* **Excerpt**
┄┄┄┄┄┄┄┄┄┄
Re: Spec discussion: Generalized Data Queue / Modification Trigger - Mailing list pgsql-cluster-hackers

From Hannu Krosing
Subject Re: Spec discussion: Generalized Data Queue / Modification Trigger
Date
Msg-id 1267650105.5157.36.camel@hvost
Whole thread Raw
In response to Re: Spec discussion: Generalized Data Queue / Modification Trigger  (Josh Berkus <josh@agliodbs.com>)
Responses Re: Spec discussion: Generalized Data Queue / Modification Trigger
List pgsql-cluster-hackers
On Wed, 2010-03-03 at 11:52 -0800, Josh Berkus wrote:
> Greg,
>
> >> (1) The ability to send asynchronous (or synchronous?) notifications, on
> >> a per-row basis, whenever data is modified *only after commit*.  This
> >> has been generally described as "on-commit triggers", but could actually
> >> take a variety of forms.
> >
> > I'm not sure I like the idea of this. Could be potentially dangerous, as
> > listen/notify is not treated as a "reliable" process. What's wrong with
> > the current method, namely having a row trigger update an internal
> > table, and then a statement level trigger firing off a notify?
>
> Well, the main problem with that is that it doubles the number of writes
> you have to do ... or more.  So it's a major efficiency issue.
>
> This isn't as much of a concern for a system like Slony or Londiste
> where the replication queue is a table in the database.
┄┄┄┄┄┄┄┄┄┄
* **Instructions to follow**
Write out the passage of the mailing-list post that starts at the words "Responses Re: Spec" and stops after the words "variety of forms.", keeping it word for word.
┄┄┄┄┄┄┄┄┄┄
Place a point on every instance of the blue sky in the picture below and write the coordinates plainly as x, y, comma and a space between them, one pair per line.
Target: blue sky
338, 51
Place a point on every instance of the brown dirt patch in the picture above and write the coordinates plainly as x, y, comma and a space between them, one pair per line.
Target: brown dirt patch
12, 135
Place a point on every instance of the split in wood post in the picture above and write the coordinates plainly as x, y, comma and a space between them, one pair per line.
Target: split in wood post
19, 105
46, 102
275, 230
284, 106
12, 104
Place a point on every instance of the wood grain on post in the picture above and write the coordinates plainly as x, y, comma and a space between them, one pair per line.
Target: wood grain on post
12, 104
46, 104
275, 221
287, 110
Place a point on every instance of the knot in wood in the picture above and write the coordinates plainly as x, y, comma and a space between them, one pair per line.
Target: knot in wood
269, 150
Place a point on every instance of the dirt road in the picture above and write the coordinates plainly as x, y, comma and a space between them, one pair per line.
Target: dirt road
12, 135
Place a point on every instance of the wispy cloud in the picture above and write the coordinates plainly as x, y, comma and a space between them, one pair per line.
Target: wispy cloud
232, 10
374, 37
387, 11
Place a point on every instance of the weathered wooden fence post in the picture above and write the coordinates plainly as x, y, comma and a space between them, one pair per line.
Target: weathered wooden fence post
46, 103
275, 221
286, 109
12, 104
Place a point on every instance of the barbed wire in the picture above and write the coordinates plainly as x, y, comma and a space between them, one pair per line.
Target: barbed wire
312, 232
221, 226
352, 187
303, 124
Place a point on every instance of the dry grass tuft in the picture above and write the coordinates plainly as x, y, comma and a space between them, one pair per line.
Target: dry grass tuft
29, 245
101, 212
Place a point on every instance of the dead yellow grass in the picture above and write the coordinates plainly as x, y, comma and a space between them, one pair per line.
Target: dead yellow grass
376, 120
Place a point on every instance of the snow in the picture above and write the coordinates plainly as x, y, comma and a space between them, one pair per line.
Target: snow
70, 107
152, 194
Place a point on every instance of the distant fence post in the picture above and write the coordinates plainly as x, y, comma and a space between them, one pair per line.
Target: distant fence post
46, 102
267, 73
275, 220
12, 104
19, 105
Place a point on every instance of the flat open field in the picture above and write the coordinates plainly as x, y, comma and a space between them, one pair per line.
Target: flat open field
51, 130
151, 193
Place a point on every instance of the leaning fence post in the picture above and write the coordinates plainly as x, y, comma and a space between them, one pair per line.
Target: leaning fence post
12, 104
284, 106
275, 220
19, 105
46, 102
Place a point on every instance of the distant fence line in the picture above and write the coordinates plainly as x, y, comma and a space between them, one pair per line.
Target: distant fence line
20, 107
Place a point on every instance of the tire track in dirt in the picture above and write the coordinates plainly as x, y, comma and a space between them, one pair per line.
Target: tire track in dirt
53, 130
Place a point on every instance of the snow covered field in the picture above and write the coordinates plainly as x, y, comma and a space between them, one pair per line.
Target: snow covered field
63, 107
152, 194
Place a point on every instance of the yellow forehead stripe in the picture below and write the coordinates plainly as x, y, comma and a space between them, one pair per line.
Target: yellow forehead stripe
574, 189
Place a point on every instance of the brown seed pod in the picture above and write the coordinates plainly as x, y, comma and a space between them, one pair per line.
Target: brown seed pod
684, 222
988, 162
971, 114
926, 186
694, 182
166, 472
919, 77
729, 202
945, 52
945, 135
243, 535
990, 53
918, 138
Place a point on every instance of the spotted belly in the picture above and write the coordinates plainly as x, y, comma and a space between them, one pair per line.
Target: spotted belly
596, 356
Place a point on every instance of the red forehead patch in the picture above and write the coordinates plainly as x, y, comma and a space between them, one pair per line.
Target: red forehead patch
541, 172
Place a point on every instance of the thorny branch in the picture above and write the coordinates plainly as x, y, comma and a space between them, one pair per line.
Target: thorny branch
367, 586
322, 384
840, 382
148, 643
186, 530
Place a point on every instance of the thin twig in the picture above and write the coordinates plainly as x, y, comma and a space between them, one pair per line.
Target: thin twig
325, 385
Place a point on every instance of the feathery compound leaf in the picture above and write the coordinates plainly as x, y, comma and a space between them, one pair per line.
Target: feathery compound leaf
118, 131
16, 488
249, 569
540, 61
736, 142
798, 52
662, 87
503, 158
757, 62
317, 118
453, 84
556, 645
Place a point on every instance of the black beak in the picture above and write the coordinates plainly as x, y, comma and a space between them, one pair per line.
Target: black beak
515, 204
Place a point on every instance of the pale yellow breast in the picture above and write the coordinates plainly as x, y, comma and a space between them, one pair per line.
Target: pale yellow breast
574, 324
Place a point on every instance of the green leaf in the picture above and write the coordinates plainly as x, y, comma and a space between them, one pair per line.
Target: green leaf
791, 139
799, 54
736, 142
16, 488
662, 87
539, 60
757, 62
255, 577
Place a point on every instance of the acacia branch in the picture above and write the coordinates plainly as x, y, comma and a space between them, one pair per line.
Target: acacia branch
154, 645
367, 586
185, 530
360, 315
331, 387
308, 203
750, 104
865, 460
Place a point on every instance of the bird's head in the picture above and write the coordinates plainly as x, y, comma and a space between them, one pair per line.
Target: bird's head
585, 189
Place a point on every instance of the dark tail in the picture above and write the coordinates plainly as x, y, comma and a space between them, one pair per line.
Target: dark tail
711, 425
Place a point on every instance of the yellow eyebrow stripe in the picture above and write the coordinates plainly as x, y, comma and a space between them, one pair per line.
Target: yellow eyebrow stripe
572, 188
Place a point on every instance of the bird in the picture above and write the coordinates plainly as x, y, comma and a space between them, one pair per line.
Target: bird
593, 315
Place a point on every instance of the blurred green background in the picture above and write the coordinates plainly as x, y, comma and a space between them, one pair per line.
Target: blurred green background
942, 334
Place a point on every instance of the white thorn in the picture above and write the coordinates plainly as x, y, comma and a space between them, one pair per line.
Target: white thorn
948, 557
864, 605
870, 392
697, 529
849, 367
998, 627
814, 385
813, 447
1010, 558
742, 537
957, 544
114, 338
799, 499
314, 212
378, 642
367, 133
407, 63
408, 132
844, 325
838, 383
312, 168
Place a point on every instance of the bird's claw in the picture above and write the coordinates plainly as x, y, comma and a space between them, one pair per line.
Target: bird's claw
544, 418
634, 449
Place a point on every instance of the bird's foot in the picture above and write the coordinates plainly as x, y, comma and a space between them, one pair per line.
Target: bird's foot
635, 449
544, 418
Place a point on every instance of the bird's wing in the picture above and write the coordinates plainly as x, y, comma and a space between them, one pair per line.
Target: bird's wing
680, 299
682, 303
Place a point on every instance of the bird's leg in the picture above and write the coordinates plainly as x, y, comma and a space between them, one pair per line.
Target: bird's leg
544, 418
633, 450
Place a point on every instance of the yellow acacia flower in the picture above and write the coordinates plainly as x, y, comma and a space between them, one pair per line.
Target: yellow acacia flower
┄┄┄┄┄┄┄┄┄┄
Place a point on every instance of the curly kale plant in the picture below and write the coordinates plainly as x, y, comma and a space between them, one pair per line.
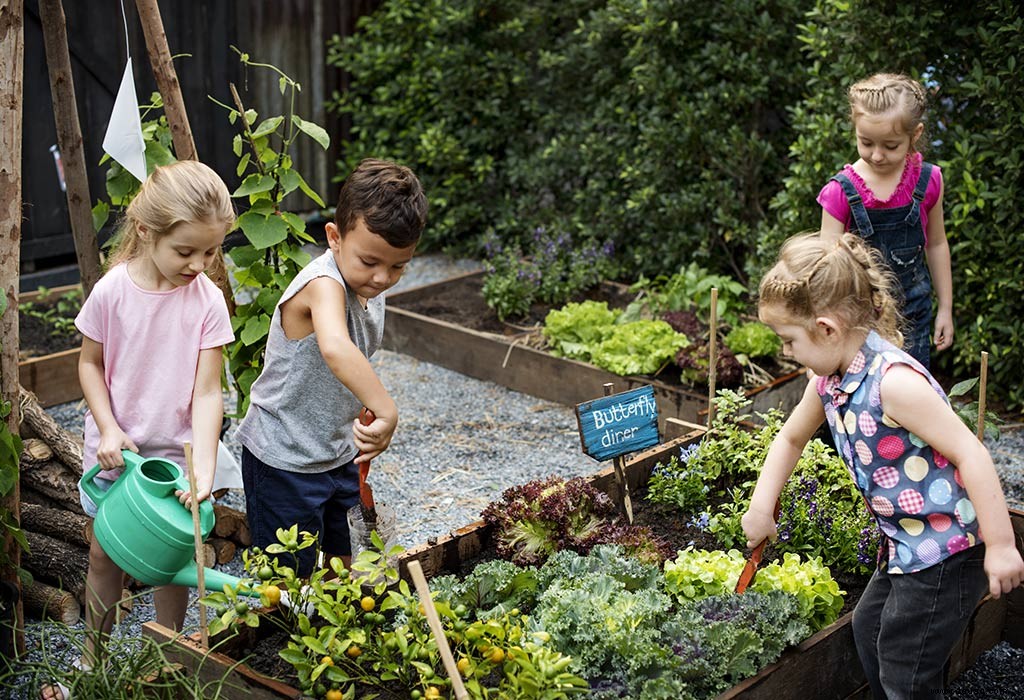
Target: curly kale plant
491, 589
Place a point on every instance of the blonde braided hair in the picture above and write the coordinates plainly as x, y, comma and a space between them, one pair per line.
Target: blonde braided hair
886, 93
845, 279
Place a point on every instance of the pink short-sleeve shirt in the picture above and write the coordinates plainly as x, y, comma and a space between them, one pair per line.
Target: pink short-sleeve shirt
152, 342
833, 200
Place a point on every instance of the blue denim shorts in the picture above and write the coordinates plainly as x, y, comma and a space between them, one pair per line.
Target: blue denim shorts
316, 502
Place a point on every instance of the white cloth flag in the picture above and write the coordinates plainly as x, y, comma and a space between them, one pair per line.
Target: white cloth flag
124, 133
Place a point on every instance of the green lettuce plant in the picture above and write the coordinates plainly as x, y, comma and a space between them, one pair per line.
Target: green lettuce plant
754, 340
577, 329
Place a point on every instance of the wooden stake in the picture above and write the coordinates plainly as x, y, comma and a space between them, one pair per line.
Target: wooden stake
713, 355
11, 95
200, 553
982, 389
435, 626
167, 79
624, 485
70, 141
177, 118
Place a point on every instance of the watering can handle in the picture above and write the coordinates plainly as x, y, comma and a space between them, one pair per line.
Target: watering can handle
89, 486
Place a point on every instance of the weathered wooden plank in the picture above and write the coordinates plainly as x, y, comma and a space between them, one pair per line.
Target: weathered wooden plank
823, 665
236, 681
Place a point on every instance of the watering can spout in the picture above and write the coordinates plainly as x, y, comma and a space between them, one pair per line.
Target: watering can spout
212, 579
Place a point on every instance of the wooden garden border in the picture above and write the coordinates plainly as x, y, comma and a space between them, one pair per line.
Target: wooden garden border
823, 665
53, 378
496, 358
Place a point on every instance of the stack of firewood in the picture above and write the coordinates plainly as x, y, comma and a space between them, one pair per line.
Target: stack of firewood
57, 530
┄┄┄┄┄┄┄┄┄┄
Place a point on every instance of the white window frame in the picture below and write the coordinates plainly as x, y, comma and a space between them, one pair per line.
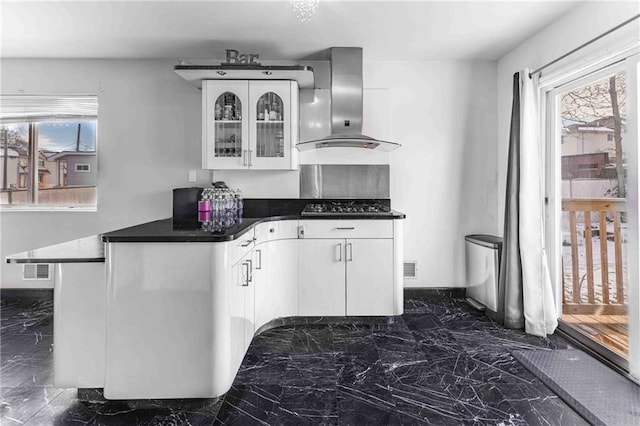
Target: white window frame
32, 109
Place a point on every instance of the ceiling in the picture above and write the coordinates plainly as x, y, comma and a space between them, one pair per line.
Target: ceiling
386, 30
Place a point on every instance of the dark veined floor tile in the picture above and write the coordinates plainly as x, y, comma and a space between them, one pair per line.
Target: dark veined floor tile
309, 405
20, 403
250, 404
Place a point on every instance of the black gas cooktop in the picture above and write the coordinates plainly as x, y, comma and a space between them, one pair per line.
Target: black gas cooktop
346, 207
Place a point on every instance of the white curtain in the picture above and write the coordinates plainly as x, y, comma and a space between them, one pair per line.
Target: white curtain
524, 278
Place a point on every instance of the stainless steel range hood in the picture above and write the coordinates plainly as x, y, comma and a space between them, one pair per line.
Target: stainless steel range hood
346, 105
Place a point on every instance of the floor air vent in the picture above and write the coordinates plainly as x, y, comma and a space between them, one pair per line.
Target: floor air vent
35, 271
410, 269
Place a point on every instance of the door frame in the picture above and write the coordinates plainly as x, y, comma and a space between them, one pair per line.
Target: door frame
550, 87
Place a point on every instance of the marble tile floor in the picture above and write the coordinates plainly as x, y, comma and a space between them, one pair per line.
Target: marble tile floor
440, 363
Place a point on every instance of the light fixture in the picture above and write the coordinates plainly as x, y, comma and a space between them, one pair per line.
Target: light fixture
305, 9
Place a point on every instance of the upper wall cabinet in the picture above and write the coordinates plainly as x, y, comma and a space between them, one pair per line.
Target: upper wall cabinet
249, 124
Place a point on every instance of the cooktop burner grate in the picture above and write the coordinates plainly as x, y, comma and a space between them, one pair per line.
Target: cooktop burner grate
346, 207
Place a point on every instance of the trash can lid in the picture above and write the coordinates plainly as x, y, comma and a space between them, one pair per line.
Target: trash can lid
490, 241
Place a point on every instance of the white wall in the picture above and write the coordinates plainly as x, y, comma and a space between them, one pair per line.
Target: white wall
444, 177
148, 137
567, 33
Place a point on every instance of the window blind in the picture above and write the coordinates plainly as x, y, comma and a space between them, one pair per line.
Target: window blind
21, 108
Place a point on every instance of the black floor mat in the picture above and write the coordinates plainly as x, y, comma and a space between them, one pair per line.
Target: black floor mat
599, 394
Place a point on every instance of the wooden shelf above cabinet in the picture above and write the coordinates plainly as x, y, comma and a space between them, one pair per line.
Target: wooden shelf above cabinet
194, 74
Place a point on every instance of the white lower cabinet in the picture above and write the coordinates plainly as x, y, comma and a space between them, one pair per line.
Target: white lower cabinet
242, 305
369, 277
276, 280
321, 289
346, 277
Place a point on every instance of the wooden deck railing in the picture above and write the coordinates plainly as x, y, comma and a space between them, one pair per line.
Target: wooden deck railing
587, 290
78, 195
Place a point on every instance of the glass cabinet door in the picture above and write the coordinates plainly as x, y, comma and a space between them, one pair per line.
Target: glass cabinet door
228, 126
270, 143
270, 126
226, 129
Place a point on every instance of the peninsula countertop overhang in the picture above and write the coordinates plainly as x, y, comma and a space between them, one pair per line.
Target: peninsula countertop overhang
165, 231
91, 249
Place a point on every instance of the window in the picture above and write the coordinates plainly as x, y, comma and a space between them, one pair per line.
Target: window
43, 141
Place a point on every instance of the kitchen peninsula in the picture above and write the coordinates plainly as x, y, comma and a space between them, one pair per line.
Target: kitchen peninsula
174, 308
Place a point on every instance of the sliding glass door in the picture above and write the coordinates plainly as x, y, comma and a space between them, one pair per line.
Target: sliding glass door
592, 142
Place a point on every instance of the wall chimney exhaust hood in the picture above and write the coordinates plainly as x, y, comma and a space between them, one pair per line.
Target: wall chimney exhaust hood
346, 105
┄┄┄┄┄┄┄┄┄┄
* **In response**
Responses Re: Spec discussion: Generalized Data Queue / Modification Trigger
List pgsql-cluster-hackers
On Wed, 2010-03-03 at 11:52 -0800, Josh Berkus wrote:
> Greg,
>
> >> (1) The ability to send asynchronous (or synchronous?) notifications, on
> >> a per-row basis, whenever data is modified *only after commit*.  This
> >> has been generally described as "on-commit triggers", but could actually
> >> take a variety of forms.